Единственный и его собственность — страница 30 из 46

«Только тогда печать принадлежит мне, когда я не при­знаю, прибегая к ее услугам, иных судей, кроме себя самого, то есть когда в моей писательской деятельности я не подчиняюсь ни нравственности, ни религии, ни уважению к законам госу­дарства и т. п., а исключительно себе самому и своему эгоизму!»

Что можете вы возразить тому, кто дает вам такой дерзкий ответ? Но, быть может, было бы лучше поставить вопрос следующим образом: кому принадлежит печать – народу (го­сударству) или мне? Политики стремятся лишь освободить печать от личных и произвольных вмешательств власть имущих и забывают, что для того, чтобы печать была действительно открыта для всех, она должна освободиться и от гнета законов, то есть от народной воли (государственной воли). Они хотят обратить ее в «дело народа».

Но, сделавшись собственностью народа, она еще далеко не моя собственность: наоборот, ее свобода продолжает в этих условиях быть для меня дозволением. Народ играет роль судьи над моими мыслями, и я ответствен за них перед ним. Но и присяжные, если задеть их укоренившиеся понятия, так же Жестки и упрямы, как и самые непреклонные деспоты и раболепные их слуги.

В «Либеральных стремлениях» Э. Бауэр утверждает, что свобода печати невозможна ни в абсолютном, ни в конституционном государстве, а в «свободном государстве» вполне на своем месте. «В нем (говорится там) признано, что единичная личность вследствие того, что она не является более обособлен­ной, а становится членом истинной и разумной общественнос­ти, имеет право на свободное выражение своих мыслей». Итак, не единичная личность пользуется свободой печати, а «член» свободного государства. Но если для того, чтобы пользоваться свободой печати, единичная личность должна обнаружить свою веру в нечто общее, в народ, то такая свобода не достигнута им его собственной силой; это – народная свобода, свобода, которая даруется ему во имя его веры, во имя того, что он – один из «членов». Наоборот, каждый имеет свободу слова именно как единичная личность. Но это не ее «право», и эта его свобода не его «священное право». Он имеет только мощь; но эта мощь дает ему возможность сделаться собственником. Чтобы обладать свободой печати, я не нуждаюсь ни в каких концессиях, не нуждаюсь в разрешении народа, не нуждаюсь в «праве» и «полномочии». Свободу печати я должен взять себе, как и всякую свободу; народ же, «именно как единствен­ный судья», не может мне ее дать. Он может допустить эту свободу, которую я себе возьму, но может ей и противиться: дарить, дать, пожаловать ее он не может. Я пользуюсь ею вопреки народу, только как единичная личность, то есть отвоевываю ее у народа, моего врага, и сохраню ее только тогда, когда действительно ее отвоевал, то есть взял. Но беру я ее именно потому, что она – моя собственность.

Зандер, с которым полемизирует Э. Бауэр, требует свобо­ды печати «как права и свободы гражданина в государстве». Но разве Бауэр не делает то же самое? И для него она только право свободного гражданина.

Список заданий:
- A) Переведите на английский язык следующее предложение из отрывка о свободе печати: «Что можете вы возразить тому, кто дает вам такой дерзкий ответ?»
- B) Оформите в виде таблицы Markdown строки записей начиная со строки, содержащей «Task: locate the corrugated», и до самого конца записей включительно, опустив пустые строки. В столбец «Номер» поставьте порядковый номер, а в столбец «Строка» — саму строку.
Отрывок и записи никак не связаны между собой.

Записи:
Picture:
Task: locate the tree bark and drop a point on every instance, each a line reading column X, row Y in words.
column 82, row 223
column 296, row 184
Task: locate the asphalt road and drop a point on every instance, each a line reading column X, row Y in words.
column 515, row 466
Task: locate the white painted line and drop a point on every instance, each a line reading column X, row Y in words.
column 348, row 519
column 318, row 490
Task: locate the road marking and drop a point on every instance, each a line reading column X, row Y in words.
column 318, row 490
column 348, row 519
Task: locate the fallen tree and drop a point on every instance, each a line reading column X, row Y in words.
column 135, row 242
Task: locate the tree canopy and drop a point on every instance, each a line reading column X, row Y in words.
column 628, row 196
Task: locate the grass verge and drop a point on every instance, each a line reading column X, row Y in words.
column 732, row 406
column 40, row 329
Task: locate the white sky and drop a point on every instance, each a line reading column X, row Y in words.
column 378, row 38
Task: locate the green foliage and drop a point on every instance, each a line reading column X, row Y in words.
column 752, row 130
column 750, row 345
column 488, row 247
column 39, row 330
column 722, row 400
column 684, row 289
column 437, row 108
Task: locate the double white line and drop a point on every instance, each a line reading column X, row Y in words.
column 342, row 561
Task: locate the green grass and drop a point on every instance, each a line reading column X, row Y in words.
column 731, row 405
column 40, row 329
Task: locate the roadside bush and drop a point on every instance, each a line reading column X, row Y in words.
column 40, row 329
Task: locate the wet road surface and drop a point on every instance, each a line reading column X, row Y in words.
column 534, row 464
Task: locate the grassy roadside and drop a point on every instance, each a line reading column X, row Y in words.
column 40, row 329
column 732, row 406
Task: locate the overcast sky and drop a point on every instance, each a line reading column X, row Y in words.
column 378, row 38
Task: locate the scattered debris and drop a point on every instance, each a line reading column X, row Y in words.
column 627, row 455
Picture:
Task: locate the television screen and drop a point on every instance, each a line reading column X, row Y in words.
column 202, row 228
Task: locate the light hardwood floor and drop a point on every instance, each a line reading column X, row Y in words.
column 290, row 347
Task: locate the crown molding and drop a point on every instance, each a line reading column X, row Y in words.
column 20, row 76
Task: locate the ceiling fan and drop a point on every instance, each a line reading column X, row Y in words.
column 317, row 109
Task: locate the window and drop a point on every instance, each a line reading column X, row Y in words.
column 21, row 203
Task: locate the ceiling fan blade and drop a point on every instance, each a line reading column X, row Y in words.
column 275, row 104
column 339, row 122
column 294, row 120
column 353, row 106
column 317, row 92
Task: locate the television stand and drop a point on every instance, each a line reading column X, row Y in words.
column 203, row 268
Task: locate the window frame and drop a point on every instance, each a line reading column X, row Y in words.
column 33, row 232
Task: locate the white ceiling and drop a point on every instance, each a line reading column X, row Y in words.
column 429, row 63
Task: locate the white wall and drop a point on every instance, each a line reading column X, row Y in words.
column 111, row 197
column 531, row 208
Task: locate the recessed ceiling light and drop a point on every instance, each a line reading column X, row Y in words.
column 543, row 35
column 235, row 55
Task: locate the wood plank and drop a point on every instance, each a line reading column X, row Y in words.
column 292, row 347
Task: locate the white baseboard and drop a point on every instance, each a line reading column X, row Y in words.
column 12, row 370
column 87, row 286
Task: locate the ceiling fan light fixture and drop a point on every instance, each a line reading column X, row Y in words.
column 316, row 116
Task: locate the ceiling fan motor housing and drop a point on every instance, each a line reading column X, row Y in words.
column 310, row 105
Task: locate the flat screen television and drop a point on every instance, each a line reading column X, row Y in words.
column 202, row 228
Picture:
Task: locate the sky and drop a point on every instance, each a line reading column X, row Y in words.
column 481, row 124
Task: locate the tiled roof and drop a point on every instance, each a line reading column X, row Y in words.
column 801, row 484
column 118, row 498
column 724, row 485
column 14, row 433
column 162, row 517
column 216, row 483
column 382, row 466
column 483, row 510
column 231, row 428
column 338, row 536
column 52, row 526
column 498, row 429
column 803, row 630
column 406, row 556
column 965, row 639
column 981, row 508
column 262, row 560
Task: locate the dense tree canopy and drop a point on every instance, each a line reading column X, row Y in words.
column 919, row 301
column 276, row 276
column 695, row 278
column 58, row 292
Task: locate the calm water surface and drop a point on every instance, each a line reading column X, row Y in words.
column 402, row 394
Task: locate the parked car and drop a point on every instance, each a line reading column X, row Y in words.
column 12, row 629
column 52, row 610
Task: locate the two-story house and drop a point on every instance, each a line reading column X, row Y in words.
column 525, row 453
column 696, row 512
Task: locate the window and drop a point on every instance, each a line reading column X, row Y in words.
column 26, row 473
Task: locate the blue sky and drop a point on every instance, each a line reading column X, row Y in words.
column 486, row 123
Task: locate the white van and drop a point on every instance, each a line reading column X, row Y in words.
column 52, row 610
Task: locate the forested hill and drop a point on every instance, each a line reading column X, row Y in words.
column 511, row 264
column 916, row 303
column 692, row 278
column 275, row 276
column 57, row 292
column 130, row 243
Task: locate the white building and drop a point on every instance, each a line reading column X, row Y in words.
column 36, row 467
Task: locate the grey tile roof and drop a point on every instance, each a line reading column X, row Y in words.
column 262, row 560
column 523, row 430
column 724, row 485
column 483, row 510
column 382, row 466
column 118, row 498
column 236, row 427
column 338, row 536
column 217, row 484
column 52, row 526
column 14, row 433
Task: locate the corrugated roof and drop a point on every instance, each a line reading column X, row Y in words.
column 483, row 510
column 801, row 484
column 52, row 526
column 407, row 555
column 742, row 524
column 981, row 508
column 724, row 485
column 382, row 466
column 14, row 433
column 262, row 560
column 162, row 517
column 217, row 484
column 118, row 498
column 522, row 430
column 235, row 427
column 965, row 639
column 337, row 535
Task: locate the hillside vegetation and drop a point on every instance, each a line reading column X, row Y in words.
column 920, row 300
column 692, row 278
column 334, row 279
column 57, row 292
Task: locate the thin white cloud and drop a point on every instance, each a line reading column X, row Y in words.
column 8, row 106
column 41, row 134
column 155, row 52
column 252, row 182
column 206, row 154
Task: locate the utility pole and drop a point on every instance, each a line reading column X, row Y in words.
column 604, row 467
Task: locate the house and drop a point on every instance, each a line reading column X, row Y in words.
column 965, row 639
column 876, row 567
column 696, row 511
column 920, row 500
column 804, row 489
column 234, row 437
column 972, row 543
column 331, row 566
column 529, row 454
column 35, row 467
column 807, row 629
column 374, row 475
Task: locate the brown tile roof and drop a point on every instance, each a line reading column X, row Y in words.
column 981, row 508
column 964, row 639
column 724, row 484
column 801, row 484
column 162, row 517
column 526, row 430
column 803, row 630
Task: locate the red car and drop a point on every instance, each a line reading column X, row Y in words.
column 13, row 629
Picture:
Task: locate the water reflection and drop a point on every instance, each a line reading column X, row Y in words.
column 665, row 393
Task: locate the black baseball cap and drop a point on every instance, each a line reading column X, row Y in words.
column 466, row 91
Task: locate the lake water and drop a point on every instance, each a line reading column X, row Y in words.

Список ответов:
- A) What can you say against someone who gives you such an audacious answer?

- B)
| Номер | Строка |
|---|---|
| 1 | Task: locate the corrugated roof and drop a point on every instance, each a line reading column X, row Y in words. |
| 2 | column 483, row 510 |
| 3 | column 801, row 484 |
| 4 | column 52, row 526 |
| 5 | column 407, row 555 |
| 6 | column 742, row 524 |
| 7 | column 981, row 508 |
| 8 | column 724, row 485 |
| 9 | column 382, row 466 |
| 10 | column 14, row 433 |
| 11 | column 262, row 560 |
| 12 | column 162, row 517 |
| 13 | column 217, row 484 |
| 14 | column 118, row 498 |
| 15 | column 522, row 430 |
| 16 | column 235, row 427 |
| 17 | column 965, row 639 |
| 18 | column 337, row 535 |
| 19 | Task: locate the hillside vegetation and drop a point on every instance, each a line reading column X, row Y in words. |
| 20 | column 920, row 300 |
| 21 | column 692, row 278 |
| 22 | column 334, row 279 |
| 23 | column 57, row 292 |
| 24 | Task: locate the thin white cloud and drop a point on every instance, each a line reading column X, row Y in words. |
| 25 | column 8, row 106 |
| 26 | column 41, row 134 |
| 27 | column 155, row 52 |
| 28 | column 252, row 182 |
| 29 | column 206, row 154 |
| 30 | Task: locate the utility pole and drop a point on every instance, each a line reading column X, row Y in words. |
| 31 | column 604, row 467 |
| 32 | Task: locate the house and drop a point on every instance, each a line reading column X, row Y in words. |
| 33 | column 965, row 639 |
| 34 | column 876, row 567 |
| 35 | column 696, row 511 |
| 36 | column 920, row 500 |
| 37 | column 804, row 489 |
| 38 | column 234, row 437 |
| 39 | column 972, row 543 |
| 40 | column 331, row 566 |
| 41 | column 529, row 454 |
| 42 | column 35, row 467 |
| 43 | column 807, row 629 |
| 44 | column 374, row 475 |
| 45 | Task: locate the brown tile roof and drop a point on every instance, each a line reading column X, row Y in words. |
| 46 | column 981, row 508 |
| 47 | column 964, row 639 |
| 48 | column 724, row 484 |
| 49 | column 801, row 484 |
| 50 | column 162, row 517 |
| 51 | column 526, row 430 |
| 52 | column 803, row 630 |
| 53 | Task: locate the red car and drop a point on every instance, each a line reading column X, row Y in words. |
| 54 | column 13, row 629 |
| 55 | Picture: |
| 56 | Task: locate the water reflection and drop a point on every instance, each a line reading column X, row Y in words. |
| 57 | column 665, row 393 |
| 58 | Task: locate the black baseball cap and drop a point on every instance, each a line reading column X, row Y in words. |
| 59 | column 466, row 91 |
| 60 | Task: locate the lake water and drop a point on every instance, each a line reading column X, row Y in words. |